Task requirements: Using the data below, return every line that holds the word "instance".

(Source data)
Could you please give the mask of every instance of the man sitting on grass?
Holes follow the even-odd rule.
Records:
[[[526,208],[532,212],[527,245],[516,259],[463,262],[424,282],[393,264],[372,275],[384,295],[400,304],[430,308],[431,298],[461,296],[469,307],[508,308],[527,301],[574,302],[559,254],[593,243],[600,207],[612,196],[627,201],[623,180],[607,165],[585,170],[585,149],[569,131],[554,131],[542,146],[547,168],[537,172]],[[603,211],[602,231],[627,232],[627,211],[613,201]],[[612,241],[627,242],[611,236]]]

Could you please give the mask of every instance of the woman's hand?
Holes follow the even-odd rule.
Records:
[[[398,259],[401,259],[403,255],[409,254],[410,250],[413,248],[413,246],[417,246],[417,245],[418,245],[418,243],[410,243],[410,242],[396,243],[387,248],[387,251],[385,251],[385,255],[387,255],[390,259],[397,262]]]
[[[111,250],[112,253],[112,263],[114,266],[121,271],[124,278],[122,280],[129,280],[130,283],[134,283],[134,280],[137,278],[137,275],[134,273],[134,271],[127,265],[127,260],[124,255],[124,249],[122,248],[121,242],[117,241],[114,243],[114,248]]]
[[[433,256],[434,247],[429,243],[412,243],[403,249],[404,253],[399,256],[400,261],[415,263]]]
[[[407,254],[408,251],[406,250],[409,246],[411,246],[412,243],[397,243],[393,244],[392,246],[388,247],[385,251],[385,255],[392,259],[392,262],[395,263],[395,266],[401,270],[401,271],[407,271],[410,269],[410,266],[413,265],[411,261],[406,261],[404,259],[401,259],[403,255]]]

Solved problem:
Could you please give the mask of every instance of the man sitting on grass?
Could you please give the mask of every instance of the woman's hand?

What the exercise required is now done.